(Location identification entries)
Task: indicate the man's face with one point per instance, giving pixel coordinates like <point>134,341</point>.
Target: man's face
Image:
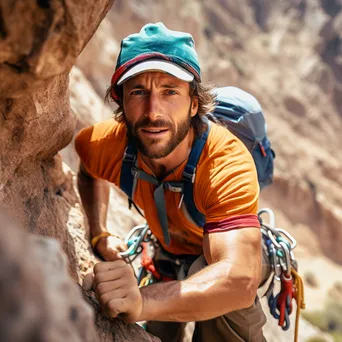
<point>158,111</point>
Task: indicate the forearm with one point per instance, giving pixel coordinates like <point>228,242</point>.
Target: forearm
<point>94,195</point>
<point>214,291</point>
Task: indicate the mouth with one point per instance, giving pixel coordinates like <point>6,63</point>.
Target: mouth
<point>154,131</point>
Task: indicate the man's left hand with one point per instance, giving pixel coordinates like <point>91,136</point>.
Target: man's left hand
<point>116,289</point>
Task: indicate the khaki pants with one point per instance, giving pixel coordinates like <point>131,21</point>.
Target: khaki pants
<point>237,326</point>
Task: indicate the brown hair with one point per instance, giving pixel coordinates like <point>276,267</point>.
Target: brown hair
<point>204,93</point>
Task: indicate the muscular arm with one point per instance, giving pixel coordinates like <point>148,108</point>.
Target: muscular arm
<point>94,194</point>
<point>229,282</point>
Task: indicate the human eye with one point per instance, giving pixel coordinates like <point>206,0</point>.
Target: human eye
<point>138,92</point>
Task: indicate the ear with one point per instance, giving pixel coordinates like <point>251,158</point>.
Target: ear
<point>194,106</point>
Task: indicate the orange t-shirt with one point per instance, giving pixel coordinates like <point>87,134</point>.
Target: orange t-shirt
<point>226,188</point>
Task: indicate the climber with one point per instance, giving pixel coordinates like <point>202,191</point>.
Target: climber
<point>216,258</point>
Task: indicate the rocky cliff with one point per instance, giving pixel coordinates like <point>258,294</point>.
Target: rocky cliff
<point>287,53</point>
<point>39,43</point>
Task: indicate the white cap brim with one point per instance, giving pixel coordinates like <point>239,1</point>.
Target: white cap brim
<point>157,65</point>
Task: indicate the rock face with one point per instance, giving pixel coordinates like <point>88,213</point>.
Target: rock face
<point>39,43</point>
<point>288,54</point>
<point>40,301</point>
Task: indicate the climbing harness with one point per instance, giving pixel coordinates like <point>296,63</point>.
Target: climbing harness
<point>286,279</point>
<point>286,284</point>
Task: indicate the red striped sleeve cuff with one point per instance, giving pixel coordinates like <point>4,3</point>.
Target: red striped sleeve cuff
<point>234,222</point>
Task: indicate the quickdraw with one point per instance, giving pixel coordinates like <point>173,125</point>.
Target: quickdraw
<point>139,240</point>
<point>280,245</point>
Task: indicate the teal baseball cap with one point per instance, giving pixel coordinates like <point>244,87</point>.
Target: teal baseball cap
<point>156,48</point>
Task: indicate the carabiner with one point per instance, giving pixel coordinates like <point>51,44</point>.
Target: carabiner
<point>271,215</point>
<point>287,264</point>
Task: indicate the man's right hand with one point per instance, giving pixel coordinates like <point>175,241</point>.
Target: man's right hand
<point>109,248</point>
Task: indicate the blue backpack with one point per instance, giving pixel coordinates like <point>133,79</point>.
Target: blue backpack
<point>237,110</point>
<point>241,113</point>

...

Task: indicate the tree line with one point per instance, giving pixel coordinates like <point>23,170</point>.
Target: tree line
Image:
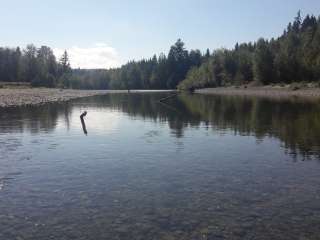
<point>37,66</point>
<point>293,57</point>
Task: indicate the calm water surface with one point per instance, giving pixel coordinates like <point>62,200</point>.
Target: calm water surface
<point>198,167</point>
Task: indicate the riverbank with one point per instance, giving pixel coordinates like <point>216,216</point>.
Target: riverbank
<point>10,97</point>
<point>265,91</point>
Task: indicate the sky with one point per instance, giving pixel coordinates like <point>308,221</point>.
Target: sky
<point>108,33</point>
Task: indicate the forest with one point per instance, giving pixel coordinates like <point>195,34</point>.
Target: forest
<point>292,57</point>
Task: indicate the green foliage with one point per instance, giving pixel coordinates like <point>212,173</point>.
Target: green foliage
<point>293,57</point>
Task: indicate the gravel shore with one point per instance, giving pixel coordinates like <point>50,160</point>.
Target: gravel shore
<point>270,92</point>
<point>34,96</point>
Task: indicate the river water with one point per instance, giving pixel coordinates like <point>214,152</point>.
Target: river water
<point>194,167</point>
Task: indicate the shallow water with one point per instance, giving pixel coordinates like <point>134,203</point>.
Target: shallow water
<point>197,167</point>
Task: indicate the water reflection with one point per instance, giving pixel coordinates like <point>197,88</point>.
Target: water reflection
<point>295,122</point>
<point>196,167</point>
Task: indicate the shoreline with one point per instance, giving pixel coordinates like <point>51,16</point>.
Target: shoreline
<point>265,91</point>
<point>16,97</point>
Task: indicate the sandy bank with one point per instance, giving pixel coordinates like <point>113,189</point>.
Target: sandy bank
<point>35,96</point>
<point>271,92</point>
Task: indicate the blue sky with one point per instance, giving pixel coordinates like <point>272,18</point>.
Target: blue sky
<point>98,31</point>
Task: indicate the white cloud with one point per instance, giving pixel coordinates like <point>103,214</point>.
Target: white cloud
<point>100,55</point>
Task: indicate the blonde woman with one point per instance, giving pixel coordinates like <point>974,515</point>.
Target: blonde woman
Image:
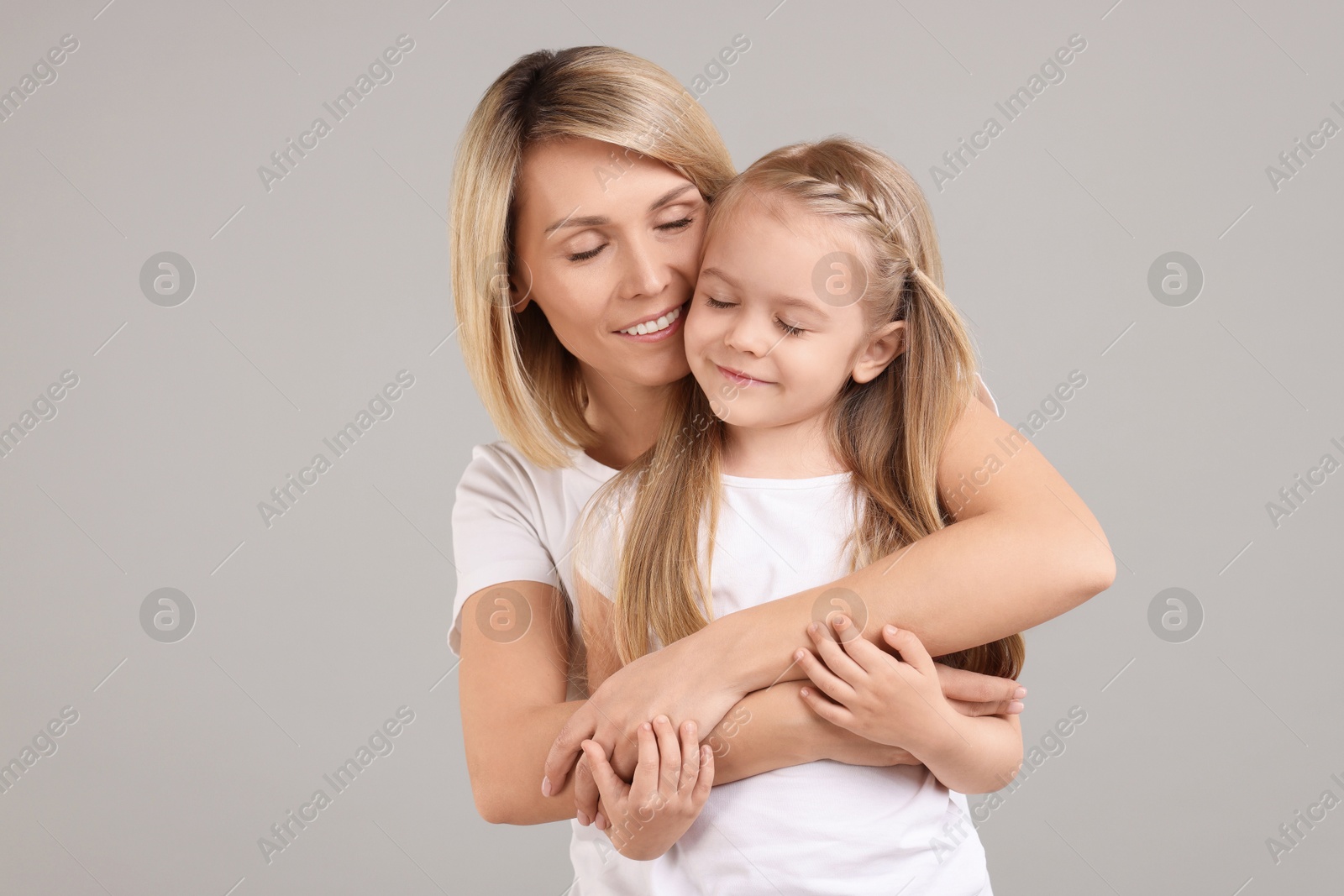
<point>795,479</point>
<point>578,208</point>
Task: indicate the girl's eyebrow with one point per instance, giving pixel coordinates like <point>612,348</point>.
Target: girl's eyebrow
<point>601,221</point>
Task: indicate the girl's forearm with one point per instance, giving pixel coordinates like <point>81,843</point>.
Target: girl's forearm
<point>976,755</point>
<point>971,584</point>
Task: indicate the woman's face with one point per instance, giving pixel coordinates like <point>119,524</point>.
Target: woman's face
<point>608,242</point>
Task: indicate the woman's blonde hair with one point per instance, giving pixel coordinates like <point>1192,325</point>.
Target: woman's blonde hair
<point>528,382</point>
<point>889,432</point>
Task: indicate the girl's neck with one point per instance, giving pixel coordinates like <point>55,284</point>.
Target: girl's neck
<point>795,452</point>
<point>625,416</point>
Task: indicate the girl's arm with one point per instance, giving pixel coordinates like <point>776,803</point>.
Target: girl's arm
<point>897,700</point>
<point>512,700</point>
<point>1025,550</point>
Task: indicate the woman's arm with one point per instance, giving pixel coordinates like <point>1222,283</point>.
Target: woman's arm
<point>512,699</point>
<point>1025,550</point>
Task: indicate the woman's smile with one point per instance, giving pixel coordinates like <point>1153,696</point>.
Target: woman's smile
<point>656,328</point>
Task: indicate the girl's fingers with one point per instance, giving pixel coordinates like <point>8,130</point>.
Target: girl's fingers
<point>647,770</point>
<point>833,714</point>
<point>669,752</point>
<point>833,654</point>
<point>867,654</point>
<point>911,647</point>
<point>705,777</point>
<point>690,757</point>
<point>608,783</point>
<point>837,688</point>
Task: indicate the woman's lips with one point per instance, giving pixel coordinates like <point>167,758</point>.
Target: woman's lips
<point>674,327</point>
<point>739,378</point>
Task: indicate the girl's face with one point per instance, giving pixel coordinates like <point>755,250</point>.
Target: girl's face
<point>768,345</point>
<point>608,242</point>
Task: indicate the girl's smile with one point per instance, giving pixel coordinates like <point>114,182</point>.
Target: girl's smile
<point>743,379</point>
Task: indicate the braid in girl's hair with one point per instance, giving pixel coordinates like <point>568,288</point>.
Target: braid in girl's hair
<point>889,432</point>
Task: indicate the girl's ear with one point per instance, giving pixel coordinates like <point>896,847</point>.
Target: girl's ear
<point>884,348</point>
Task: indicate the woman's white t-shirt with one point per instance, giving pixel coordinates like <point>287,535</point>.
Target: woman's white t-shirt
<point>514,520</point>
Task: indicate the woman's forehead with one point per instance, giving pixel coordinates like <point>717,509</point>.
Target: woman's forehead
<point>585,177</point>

* * *

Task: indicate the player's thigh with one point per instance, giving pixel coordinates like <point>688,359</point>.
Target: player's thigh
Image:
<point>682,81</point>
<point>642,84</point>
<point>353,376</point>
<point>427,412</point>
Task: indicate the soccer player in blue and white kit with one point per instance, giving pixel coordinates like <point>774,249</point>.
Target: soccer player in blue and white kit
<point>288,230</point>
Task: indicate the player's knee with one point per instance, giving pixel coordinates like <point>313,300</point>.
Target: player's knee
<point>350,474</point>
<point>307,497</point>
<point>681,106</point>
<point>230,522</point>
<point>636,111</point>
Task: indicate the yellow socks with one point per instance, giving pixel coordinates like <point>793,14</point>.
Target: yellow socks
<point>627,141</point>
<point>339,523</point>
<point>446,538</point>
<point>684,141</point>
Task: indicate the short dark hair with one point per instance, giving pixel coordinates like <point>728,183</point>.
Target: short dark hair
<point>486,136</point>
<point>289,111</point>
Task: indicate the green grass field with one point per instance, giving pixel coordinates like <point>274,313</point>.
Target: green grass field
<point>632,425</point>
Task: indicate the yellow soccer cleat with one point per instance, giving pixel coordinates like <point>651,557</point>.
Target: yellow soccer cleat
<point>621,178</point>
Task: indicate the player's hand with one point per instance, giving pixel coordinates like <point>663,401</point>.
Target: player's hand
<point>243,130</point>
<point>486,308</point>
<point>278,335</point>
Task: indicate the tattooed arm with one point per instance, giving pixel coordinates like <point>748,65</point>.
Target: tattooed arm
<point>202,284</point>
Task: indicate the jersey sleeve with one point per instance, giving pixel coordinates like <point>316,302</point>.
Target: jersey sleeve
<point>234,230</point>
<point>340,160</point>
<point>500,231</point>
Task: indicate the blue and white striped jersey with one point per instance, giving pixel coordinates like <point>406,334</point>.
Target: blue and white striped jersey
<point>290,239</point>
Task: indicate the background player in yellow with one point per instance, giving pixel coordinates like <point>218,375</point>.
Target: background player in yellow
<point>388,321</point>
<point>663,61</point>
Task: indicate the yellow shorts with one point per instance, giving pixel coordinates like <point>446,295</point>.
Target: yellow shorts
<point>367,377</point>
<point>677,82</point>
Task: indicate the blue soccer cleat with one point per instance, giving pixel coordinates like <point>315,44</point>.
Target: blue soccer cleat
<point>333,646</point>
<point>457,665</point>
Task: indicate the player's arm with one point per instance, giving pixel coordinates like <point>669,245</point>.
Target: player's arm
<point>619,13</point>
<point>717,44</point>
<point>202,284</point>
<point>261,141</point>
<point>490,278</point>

DIRECTIVE: Return, word for word, every line from the one containing "Task: indicate the jersey" down to the one containing "<point>490,278</point>", including both of those lines.

OUTPUT BELOW:
Task: indicate the jersey sleeve with one point per instance, giving pixel coordinates like <point>316,302</point>.
Target: jersey sleeve
<point>234,230</point>
<point>340,160</point>
<point>500,231</point>
Task: indicate the blue and white striped jersey with one point per instance, giving pixel coordinates like <point>406,334</point>.
Target: blue and white striped jersey
<point>290,239</point>
Task: indicate the background player in yellow with one point per instance, giving pixel coordinates like <point>218,375</point>.
Target: background player in yellow
<point>388,321</point>
<point>663,61</point>
Task: indicate the yellow shorts with one point per instance, giving pixel coordinates like <point>446,295</point>.
Target: yellow shorts
<point>367,377</point>
<point>677,82</point>
Task: indicate the blue soccer cleat with one point per instance, giving pixel coordinates like <point>315,44</point>.
Target: blue soccer cleat
<point>333,646</point>
<point>457,665</point>
Task: indicate the player's arm with one point per instance, giving pixel coordinates like <point>669,245</point>.
Target: player's arm
<point>619,13</point>
<point>717,44</point>
<point>202,284</point>
<point>261,141</point>
<point>490,278</point>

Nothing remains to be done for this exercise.